◆ DATASET
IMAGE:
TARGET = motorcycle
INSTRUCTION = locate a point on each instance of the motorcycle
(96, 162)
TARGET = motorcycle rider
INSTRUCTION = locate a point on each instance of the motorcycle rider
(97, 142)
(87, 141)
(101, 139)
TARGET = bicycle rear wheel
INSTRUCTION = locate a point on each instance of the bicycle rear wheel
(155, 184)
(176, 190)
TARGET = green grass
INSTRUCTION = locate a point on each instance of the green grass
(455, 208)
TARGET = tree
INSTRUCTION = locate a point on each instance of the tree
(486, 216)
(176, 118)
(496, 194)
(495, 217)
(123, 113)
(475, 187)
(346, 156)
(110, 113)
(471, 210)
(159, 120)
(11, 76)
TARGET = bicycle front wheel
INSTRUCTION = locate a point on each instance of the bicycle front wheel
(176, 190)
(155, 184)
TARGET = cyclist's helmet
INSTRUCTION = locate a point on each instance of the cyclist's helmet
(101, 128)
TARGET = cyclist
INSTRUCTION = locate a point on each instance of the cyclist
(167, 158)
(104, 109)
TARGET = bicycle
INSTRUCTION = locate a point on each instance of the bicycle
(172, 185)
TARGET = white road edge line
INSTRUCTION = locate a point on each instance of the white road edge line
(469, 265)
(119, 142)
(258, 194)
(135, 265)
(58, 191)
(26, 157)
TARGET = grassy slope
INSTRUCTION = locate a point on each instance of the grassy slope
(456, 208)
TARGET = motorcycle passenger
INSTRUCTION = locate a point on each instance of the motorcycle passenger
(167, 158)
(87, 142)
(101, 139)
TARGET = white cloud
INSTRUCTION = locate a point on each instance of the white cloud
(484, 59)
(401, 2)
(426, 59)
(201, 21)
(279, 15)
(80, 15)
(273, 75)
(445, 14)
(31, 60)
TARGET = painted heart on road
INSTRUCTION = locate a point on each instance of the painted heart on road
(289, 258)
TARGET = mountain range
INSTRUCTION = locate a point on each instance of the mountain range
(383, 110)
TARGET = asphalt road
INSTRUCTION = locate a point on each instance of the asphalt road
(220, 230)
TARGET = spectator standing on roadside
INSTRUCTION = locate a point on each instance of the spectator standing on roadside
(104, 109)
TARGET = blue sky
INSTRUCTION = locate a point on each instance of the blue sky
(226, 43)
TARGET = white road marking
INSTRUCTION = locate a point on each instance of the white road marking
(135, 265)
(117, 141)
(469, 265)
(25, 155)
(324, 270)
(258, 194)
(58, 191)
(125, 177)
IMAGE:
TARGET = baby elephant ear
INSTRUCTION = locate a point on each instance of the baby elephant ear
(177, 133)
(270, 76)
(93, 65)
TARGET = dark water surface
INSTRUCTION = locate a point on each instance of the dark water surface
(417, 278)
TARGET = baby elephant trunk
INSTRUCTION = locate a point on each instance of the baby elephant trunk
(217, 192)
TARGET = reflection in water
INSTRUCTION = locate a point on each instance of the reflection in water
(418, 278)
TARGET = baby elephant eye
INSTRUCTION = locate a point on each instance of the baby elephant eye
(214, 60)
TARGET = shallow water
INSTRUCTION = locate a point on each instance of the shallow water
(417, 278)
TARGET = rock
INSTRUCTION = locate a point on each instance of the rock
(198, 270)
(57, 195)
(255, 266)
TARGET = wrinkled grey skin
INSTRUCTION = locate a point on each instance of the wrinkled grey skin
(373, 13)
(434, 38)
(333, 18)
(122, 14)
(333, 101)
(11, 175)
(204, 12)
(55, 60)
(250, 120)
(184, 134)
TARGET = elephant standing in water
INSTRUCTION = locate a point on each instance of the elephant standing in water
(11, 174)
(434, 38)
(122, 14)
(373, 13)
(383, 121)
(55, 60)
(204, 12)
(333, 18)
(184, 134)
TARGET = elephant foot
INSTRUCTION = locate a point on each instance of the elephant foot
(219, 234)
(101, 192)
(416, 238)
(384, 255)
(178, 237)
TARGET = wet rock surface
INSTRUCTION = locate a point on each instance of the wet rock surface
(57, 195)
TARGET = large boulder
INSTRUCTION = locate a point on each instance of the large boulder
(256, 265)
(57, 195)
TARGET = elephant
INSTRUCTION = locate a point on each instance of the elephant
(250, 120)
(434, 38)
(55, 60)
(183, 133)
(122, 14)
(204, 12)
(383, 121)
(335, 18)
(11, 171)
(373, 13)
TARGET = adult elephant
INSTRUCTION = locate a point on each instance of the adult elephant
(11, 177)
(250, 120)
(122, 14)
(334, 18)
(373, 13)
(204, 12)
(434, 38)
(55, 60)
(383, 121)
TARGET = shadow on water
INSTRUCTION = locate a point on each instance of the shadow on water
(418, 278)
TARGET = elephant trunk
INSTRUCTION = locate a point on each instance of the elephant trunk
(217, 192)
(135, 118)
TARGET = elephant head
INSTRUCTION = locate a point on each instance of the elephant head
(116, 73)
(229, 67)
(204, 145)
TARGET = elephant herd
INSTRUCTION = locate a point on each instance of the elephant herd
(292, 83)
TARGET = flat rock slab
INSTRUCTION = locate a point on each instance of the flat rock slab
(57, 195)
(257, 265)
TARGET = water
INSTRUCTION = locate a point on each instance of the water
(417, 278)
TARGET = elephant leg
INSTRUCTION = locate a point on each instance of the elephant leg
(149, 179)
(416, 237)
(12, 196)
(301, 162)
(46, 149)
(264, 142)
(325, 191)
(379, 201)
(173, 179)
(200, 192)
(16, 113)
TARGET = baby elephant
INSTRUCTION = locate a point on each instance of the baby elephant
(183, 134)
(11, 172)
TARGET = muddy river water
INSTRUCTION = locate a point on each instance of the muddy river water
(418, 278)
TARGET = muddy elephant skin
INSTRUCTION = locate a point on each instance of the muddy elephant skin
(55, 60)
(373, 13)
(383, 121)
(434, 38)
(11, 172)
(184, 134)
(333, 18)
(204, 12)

◆ GOAL OF THE EXERCISE
Please write out the whole listing above again, substituting "mark" for each occurrence of "locate" and keeping every other part the same.

◆ RESULT OF THIS EXERCISE
IMAGE:
TARGET = motorcycle
INSTRUCTION = mark a point on each instance of the motorcycle
(96, 162)
TARGET = motorcycle rider
INSTRUCTION = mark a point on each instance of the motorcycle rider
(97, 142)
(87, 141)
(101, 139)
TARGET = bicycle rear wheel
INSTRUCTION = mark a point on each instance of the bicycle rear wheel
(155, 184)
(176, 190)
TARGET = green grass
INSTRUCTION = mark a point on each instance of the green grass
(455, 208)
TARGET = tree
INSTRUCTION = mark a point on each instance of the tree
(486, 216)
(176, 118)
(496, 194)
(495, 217)
(123, 113)
(475, 187)
(346, 156)
(110, 113)
(471, 210)
(159, 120)
(11, 76)
TARGET = bicycle front wheel
INSTRUCTION = mark a point on each instance of the bicycle front wheel
(176, 190)
(155, 184)
TARGET = cyclist's helmet
INSTRUCTION = mark a point on each instance of the cyclist's helmet
(101, 128)
TARGET = cyclist
INSTRUCTION = mark a point on each instance of the cyclist
(167, 158)
(104, 109)
TARGET = bicycle
INSTRUCTION = mark a point on each instance of the bicycle
(172, 185)
TARGET = white road edge line
INSTRUCTION = mark a point on each instance of the white road edge line
(469, 265)
(119, 142)
(258, 194)
(135, 265)
(58, 191)
(26, 157)
TARGET = grassy slope
INSTRUCTION = mark a point on each instance of the grassy slope
(456, 208)
TARGET = motorcycle passenger
INSTRUCTION = mark a point on each instance of the motorcycle passenger
(167, 158)
(87, 142)
(101, 139)
TARGET = white cloud
INSTRUCTION = mark a point on each instance of the white cloud
(484, 59)
(401, 2)
(426, 59)
(201, 21)
(279, 15)
(80, 15)
(273, 75)
(445, 14)
(31, 60)
TARGET = painted heart on road
INSTRUCTION = mark a point on each instance of the painted heart on road
(289, 258)
TARGET = mountain range
INSTRUCTION = mark a point on each instance of the mountain range
(383, 110)
TARGET = asphalt road
INSTRUCTION = mark a point on each instance of the asphalt road
(220, 230)
TARGET = spectator standing on roadside
INSTRUCTION = mark a point on each instance of the spectator standing on roadside
(104, 109)
TARGET = blue sky
INSTRUCTION = mark a point on each instance of the blue sky
(226, 43)
TARGET = white road marking
INSTRUCTION = mark a point on each instance of the white road marking
(135, 265)
(117, 141)
(469, 265)
(25, 155)
(324, 270)
(258, 194)
(58, 191)
(125, 177)
IMAGE:
TARGET = baby elephant ear
INSTRUCTION = mark a point on each instance of the baby elephant ear
(177, 133)
(270, 76)
(93, 65)
TARGET = dark water surface
INSTRUCTION = mark a point on each instance of the dark water surface
(417, 278)
TARGET = baby elephant trunk
INSTRUCTION = mark a point on each instance of the baby elephant trunk
(217, 192)
TARGET = reflection in water
INSTRUCTION = mark a point on each instance of the reflection in water
(418, 278)
TARGET = baby elephant eye
INSTRUCTION = mark a point on each instance of the baby elephant eye
(214, 60)
TARGET = shallow water
INSTRUCTION = mark a point on each instance of the shallow water
(417, 278)
TARGET = rock
INSTRUCTION = mark a point on each instance of the rock
(198, 270)
(57, 195)
(255, 266)
TARGET = wrinkled grey skin
INSTRUCTION = mark a point on each instance of the wrinkled grey skin
(373, 13)
(434, 38)
(333, 18)
(122, 14)
(333, 101)
(11, 175)
(204, 12)
(55, 60)
(250, 120)
(184, 134)
TARGET = elephant standing in water
INSTRUCTION = mark a point on each instance of the elephant standing in water
(11, 174)
(434, 38)
(122, 14)
(373, 13)
(383, 121)
(55, 60)
(204, 12)
(333, 18)
(184, 134)
TARGET = elephant foot
INSTRUCTION = mark a point on each instance of the elephant foot
(219, 234)
(101, 192)
(416, 238)
(384, 255)
(178, 237)
TARGET = wet rock surface
INSTRUCTION = mark a point on each instance of the wet rock surface
(57, 195)
TARGET = large boulder
INSTRUCTION = mark a point on each instance of the large boulder
(256, 265)
(57, 195)
TARGET = elephant
INSTRUCTION = mark a point on each instance of the elephant
(250, 120)
(434, 38)
(55, 60)
(183, 133)
(122, 14)
(204, 12)
(383, 121)
(335, 18)
(11, 171)
(373, 13)
TARGET = adult elephant
INSTRUCTION = mark a point on each instance of the adult elephant
(11, 177)
(250, 120)
(122, 14)
(334, 18)
(373, 13)
(204, 12)
(434, 38)
(55, 60)
(383, 121)
TARGET = shadow on water
INSTRUCTION = mark a point on each instance of the shadow on water
(418, 278)
TARGET = elephant trunk
INSTRUCTION = mark a point on each instance of the elephant trunk
(217, 192)
(135, 118)
TARGET = elephant head
INSTRUCTION = mark a point on each instance of the elephant head
(116, 73)
(229, 67)
(204, 145)
TARGET = elephant herd
INSTRUCTION = mark a point on each instance of the elephant herd
(292, 83)
TARGET = flat rock slab
INSTRUCTION = mark a point on each instance of the flat rock slab
(57, 195)
(257, 265)
TARGET = water
INSTRUCTION = mark a point on each instance of the water
(417, 278)
TARGET = elephant leg
INSTRUCTION = mark a point on each instance of the elephant leg
(149, 179)
(416, 237)
(12, 196)
(301, 162)
(46, 149)
(264, 142)
(325, 191)
(379, 201)
(173, 179)
(200, 192)
(16, 113)
TARGET = baby elephant
INSTRUCTION = mark a point on each instance of the baby elephant
(183, 134)
(11, 172)
TARGET = muddy river water
INSTRUCTION = mark a point on each instance of the muddy river water
(418, 278)
TARGET = muddy elephant skin
INSTRUCTION = mark a point on each instance of the muddy elephant skin
(55, 60)
(373, 13)
(383, 121)
(434, 38)
(11, 172)
(184, 134)
(333, 18)
(204, 12)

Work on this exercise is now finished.